I was delighted and honoured to read at the William Carleton Festival (it seems at bit of a misnomer to call it a summer school in mid-Sept; but the calendar change seems to have worked well in terms of attendance and interest) in Corick House, near Augher, in the beautiful Clogher Valley in Co Tyrone. I was made very welcome, despite the faintly intimidating invitation in the light of my late uncle John Montague having been a patron, frequent attender and reader over so many years.
Indeed, the Carleton has a lot of family history for me. I remember my late parents attending when I was young – it was always an opportunity for my father and his younger brother to get together. Later I attended in my own right, and later again I read there in 2007, a year John himself could not be there. The twists and turns of my own life diverted me from poetry from some years, so it is only lately that the Carleton, and other literary festivals, have come back into my annual rhythm again.
☆ ☆ ☆
● What this task involves:
Write out the passage about the William Carleton Festival word for word, from "I was delighted" up to and including "so many years.".

Data items
☆ ☆ ☆
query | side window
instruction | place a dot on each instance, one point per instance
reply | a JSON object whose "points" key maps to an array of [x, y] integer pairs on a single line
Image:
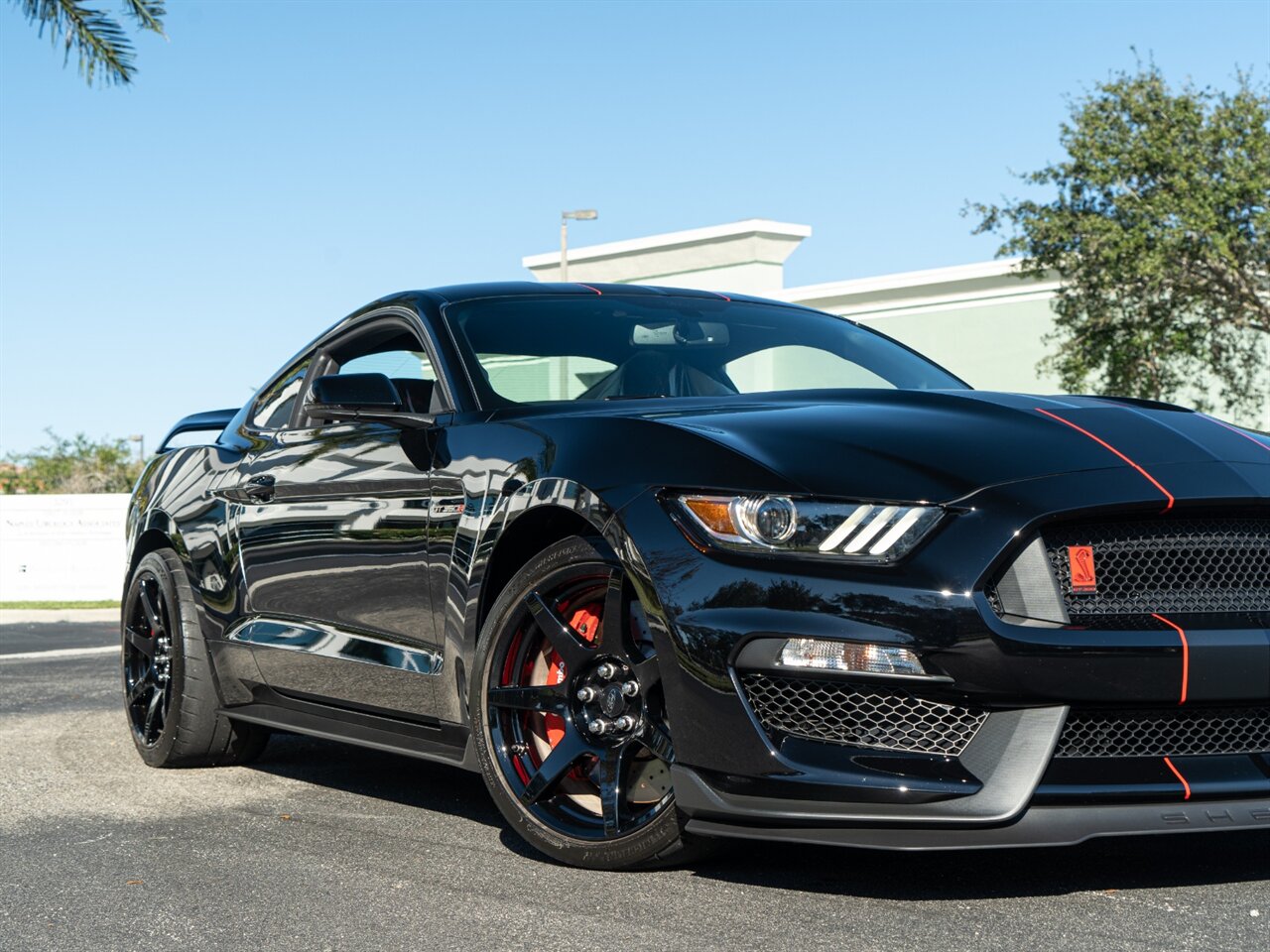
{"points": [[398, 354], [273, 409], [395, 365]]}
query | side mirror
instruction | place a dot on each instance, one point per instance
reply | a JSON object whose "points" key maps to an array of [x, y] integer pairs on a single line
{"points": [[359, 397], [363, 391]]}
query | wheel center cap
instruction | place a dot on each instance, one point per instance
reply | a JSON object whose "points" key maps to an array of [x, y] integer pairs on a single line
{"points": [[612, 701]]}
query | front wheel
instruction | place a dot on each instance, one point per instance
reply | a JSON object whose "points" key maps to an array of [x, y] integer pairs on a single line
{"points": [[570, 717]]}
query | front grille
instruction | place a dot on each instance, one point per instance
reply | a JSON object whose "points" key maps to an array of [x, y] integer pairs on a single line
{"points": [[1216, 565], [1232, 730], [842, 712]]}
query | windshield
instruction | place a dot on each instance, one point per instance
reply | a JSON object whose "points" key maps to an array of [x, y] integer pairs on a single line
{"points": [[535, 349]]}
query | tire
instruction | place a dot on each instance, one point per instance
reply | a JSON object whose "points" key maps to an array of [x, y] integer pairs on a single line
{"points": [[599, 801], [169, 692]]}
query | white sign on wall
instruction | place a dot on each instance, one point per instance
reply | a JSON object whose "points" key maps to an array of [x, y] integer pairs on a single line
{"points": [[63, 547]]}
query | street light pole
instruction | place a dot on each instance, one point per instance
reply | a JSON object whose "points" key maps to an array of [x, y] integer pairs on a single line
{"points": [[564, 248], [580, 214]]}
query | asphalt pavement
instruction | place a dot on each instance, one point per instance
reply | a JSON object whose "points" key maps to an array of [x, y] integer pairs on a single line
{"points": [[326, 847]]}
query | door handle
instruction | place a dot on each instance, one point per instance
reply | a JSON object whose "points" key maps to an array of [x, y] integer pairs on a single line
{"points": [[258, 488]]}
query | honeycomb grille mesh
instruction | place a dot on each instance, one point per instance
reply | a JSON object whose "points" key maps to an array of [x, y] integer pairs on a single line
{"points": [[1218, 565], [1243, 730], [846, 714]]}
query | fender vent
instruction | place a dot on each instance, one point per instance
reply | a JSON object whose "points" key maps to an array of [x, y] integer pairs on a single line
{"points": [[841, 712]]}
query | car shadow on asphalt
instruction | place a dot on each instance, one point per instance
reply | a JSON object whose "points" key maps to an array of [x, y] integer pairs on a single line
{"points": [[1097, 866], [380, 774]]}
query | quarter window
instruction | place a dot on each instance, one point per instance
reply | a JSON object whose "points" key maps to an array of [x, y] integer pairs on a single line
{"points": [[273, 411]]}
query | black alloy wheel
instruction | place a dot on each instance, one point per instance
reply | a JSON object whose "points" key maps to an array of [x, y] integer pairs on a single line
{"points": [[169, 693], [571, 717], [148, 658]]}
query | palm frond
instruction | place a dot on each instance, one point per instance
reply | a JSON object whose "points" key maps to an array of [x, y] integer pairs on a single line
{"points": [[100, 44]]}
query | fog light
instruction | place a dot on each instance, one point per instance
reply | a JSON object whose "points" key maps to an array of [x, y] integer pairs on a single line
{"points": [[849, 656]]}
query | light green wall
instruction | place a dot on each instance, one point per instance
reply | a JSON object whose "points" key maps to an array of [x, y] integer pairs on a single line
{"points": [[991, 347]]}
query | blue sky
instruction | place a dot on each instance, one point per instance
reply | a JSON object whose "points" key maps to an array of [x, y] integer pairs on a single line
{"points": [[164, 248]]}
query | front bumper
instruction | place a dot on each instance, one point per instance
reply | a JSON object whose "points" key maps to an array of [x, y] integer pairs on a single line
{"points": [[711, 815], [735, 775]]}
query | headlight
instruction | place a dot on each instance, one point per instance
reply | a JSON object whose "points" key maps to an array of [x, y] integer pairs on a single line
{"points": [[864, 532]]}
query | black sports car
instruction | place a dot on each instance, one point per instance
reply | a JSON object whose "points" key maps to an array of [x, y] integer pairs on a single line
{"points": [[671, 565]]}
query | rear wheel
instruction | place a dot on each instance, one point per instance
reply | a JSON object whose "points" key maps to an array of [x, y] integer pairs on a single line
☆ ☆ ☆
● Answer to this problem:
I was delighted and honoured to read at the William Carleton Festival (it seems at bit of a misnomer to call it a summer school in mid-Sept; but the calendar change seems to have worked well in terms of attendance and interest) in Corick House, near Augher, in the beautiful Clogher Valley in Co Tyrone. I was made very welcome, despite the faintly intimidating invitation in the light of my late uncle John Montague having been a patron, frequent attender and reader over so many years.